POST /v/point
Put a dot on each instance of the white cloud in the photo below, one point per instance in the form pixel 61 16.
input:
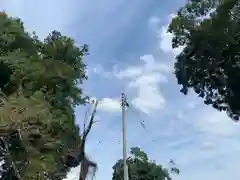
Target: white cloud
pixel 43 16
pixel 144 80
pixel 109 105
pixel 212 122
pixel 153 21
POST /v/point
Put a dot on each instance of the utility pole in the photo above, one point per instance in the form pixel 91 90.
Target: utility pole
pixel 124 104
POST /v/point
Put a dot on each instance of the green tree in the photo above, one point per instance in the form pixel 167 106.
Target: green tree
pixel 39 83
pixel 141 168
pixel 209 63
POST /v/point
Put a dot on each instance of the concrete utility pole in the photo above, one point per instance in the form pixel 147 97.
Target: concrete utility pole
pixel 124 104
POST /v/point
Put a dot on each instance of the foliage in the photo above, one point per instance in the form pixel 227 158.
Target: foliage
pixel 141 168
pixel 209 63
pixel 40 82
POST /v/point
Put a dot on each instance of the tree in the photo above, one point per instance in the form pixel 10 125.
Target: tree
pixel 39 89
pixel 141 168
pixel 208 31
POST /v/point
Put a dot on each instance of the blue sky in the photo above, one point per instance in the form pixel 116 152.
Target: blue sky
pixel 131 52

*****

Exercise brief => Return the lines above, starting at the one that contains "Target: concrete utility pole" and running through the last, exactly as they appear, with no extra lines.

Response area =>
Target: concrete utility pole
pixel 124 104
POST /v/point
Put a dot on each instance of the foliage in the photo above, one point per instance in the form pixel 227 158.
Target: foliage
pixel 141 168
pixel 209 63
pixel 40 82
POST /v/point
Put a dot on each instance of the tree in the photo above, one point per instance in the form pixel 10 125.
Target: tree
pixel 39 89
pixel 141 168
pixel 208 31
POST /v/point
Put a dot on each instance of the blue sky in the photo above, one point per instance in the form pixel 116 152.
Target: blue sky
pixel 131 52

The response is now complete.